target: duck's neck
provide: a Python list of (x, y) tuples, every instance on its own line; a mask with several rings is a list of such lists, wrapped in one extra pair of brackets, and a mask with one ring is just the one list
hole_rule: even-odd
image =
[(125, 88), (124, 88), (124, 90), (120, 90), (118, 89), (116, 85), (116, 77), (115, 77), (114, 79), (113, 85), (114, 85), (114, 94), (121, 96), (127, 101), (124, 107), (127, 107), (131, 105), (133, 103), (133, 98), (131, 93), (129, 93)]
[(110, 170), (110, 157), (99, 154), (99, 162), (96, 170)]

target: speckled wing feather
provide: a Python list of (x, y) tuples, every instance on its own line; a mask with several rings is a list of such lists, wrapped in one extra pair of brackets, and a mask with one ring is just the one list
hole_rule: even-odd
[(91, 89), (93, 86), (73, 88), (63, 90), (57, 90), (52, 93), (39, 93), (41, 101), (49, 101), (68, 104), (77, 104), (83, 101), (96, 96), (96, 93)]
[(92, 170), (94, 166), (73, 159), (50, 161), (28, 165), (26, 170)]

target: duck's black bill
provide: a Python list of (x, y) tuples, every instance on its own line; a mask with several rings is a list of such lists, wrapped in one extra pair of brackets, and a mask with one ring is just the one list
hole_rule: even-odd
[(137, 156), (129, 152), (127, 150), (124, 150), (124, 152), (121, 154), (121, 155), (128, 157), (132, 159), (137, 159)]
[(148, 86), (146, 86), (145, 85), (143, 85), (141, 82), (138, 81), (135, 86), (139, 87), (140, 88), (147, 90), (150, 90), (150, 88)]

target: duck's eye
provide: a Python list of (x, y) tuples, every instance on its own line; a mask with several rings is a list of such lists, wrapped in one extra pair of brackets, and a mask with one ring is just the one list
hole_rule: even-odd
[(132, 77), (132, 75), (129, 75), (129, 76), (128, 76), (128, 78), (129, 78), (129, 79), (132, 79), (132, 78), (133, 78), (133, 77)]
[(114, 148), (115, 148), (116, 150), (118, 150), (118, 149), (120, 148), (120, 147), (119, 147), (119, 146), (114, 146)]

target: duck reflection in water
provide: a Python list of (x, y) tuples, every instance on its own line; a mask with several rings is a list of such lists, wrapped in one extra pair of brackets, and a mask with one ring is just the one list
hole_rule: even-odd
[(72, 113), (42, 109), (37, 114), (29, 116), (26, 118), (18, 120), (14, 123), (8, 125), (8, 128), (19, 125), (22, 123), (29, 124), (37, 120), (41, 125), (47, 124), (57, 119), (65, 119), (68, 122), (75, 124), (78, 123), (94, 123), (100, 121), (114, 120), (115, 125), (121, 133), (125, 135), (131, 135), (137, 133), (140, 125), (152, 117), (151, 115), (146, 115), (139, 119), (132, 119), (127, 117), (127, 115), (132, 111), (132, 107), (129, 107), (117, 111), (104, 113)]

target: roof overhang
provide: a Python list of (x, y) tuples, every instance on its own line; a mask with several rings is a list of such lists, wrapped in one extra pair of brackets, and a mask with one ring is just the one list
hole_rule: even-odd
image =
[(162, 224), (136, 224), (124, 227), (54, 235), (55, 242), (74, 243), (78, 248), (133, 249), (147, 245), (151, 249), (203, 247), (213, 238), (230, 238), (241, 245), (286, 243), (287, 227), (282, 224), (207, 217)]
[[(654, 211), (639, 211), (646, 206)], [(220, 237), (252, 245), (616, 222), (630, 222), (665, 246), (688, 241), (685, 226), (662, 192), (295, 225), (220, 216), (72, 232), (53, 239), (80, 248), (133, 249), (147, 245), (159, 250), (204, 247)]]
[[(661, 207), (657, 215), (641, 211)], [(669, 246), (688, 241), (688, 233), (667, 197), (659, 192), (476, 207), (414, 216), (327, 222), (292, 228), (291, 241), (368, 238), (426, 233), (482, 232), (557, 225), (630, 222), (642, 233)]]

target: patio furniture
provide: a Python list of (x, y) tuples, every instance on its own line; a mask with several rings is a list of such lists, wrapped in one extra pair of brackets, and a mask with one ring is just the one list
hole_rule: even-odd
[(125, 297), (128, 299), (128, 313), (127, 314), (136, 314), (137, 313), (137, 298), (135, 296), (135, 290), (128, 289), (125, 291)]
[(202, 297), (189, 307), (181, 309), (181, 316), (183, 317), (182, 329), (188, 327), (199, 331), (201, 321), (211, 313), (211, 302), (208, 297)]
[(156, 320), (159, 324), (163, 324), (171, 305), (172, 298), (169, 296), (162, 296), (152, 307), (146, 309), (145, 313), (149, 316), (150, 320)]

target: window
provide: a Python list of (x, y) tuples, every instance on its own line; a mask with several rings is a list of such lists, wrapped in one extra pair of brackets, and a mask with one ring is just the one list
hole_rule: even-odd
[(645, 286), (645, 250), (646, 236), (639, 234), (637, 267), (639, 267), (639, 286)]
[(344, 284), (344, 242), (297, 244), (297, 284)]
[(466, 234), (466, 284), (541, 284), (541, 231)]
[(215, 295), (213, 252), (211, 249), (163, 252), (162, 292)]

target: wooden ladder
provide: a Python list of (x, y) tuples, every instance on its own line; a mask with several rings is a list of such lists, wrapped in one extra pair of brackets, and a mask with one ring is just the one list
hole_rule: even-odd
########
● **Challenge**: Print all of the items above once more, line for line, with no changes of any kind.

● **Reply**:
target: duck's neck
provide: a Python list of (x, y) tuples, every instance on its own line; a mask with several rings is a list of such lists, wrapped in one extra pair of brackets, and a mask with one ring is just the one list
hole_rule: even-odd
image =
[(125, 88), (124, 88), (124, 90), (120, 90), (118, 89), (116, 85), (116, 77), (115, 77), (114, 79), (113, 85), (114, 85), (114, 94), (121, 96), (127, 101), (124, 107), (127, 107), (131, 105), (133, 103), (133, 98), (131, 93), (129, 93)]
[(110, 170), (110, 157), (99, 154), (99, 162), (96, 170)]

target: speckled wing feather
provide: a Python list of (x, y) tuples, every instance on its own line; a mask with several rings is a list of such lists, wrapped in one extra pair of brackets, and a mask with one ring is just the one list
hole_rule: even-odd
[(91, 89), (93, 86), (73, 88), (63, 90), (57, 90), (52, 93), (39, 93), (41, 101), (49, 101), (68, 104), (77, 104), (83, 101), (96, 96), (96, 93)]
[(92, 170), (94, 166), (73, 159), (50, 161), (28, 165), (26, 170)]

target: duck's black bill
provide: a Python list of (x, y) tuples, every instance on its own line; a mask with several rings is a list of such lists, wrapped in one extra pair of brackets, and a mask with one ring is just the one list
hole_rule: even-odd
[(137, 156), (129, 152), (127, 150), (124, 150), (124, 152), (121, 154), (121, 155), (128, 157), (132, 159), (137, 159)]
[(148, 86), (146, 86), (145, 85), (143, 85), (141, 82), (138, 81), (135, 86), (139, 87), (140, 88), (147, 90), (150, 90), (150, 88)]

target: duck's eye
provide: a Python list of (x, y) tuples, every instance on its own line; a mask with several rings is a list of such lists, wrapped in one extra pair of brackets, and a mask with one ring is just the one list
hole_rule: even-odd
[(132, 77), (132, 75), (129, 75), (129, 76), (128, 76), (128, 78), (129, 78), (129, 79), (132, 79), (132, 78), (133, 78), (133, 77)]
[(114, 148), (115, 148), (116, 150), (118, 150), (118, 149), (120, 148), (120, 147), (119, 147), (119, 146), (114, 146)]

target: duck reflection in water
provide: a Python list of (x, y) tuples, every instance on its own line; a mask with several rings is a list of such lists, wrapped in one extra pair of brackets, and a mask with one ring is just the one list
hole_rule: even-odd
[(72, 113), (42, 109), (37, 114), (29, 116), (26, 118), (18, 120), (14, 123), (8, 125), (8, 128), (19, 125), (22, 123), (29, 124), (37, 120), (41, 125), (47, 124), (57, 119), (65, 119), (68, 122), (75, 124), (78, 123), (94, 123), (100, 121), (114, 120), (115, 125), (121, 133), (125, 135), (131, 135), (137, 133), (140, 125), (152, 117), (151, 115), (146, 115), (139, 119), (132, 119), (127, 117), (127, 115), (132, 111), (132, 107), (129, 107), (117, 111), (104, 113)]

target: roof overhang
provide: a Python list of (x, y) tuples, every instance on its own line; a mask with several rings is a list of such lists, wrapped in one extra pair of brackets, and a mask with one ring is just the one list
hole_rule: even-odd
image =
[(162, 224), (136, 224), (124, 227), (54, 235), (55, 242), (74, 243), (78, 248), (133, 249), (147, 245), (151, 249), (203, 247), (213, 238), (230, 238), (241, 245), (286, 243), (287, 227), (282, 224), (207, 217)]
[[(654, 211), (639, 211), (646, 206)], [(220, 237), (252, 245), (616, 222), (630, 222), (665, 246), (688, 241), (685, 226), (662, 192), (295, 225), (220, 216), (72, 232), (53, 239), (80, 248), (133, 249), (147, 245), (159, 250), (204, 247)]]
[[(661, 207), (657, 215), (641, 211)], [(669, 246), (688, 241), (688, 233), (667, 197), (659, 192), (476, 207), (414, 216), (327, 222), (292, 228), (291, 241), (368, 238), (426, 233), (482, 232), (557, 225), (630, 222), (642, 233)]]

target: patio furniture
provide: a Python list of (x, y) tuples, every instance on its own line; a mask with several rings is a list of such lists, wrapped in one extra pair of brackets, and a mask with one ring is just the one list
hole_rule: even-odd
[(125, 297), (128, 299), (128, 313), (127, 314), (136, 314), (137, 313), (137, 298), (135, 296), (135, 290), (128, 289), (125, 291)]
[(202, 297), (189, 307), (181, 309), (181, 316), (183, 317), (182, 329), (188, 327), (199, 331), (201, 321), (211, 313), (211, 302), (208, 297)]
[(156, 320), (159, 324), (163, 324), (171, 305), (172, 298), (169, 296), (162, 296), (152, 307), (146, 309), (145, 313), (149, 316), (150, 320)]

target: window
provide: a Python list of (x, y) tuples, every instance on its own line; a mask with several rings is a list of such lists, wrapped in one extra pair of brackets, and a mask with one ring is just the one list
hole_rule: even-odd
[(645, 286), (645, 250), (646, 236), (639, 234), (637, 267), (639, 267), (639, 286)]
[(344, 284), (344, 242), (297, 244), (297, 284)]
[(466, 234), (466, 284), (541, 284), (541, 231)]
[(215, 295), (213, 252), (211, 249), (163, 252), (162, 292)]

target: wooden ladder
provide: a Python list of (x, y) tuples, every instance on its own line; a mask with several rings is a list of such lists, wrapped in one extra pair of brackets, and a mask with one ring is just the one list
hole_rule: even-odd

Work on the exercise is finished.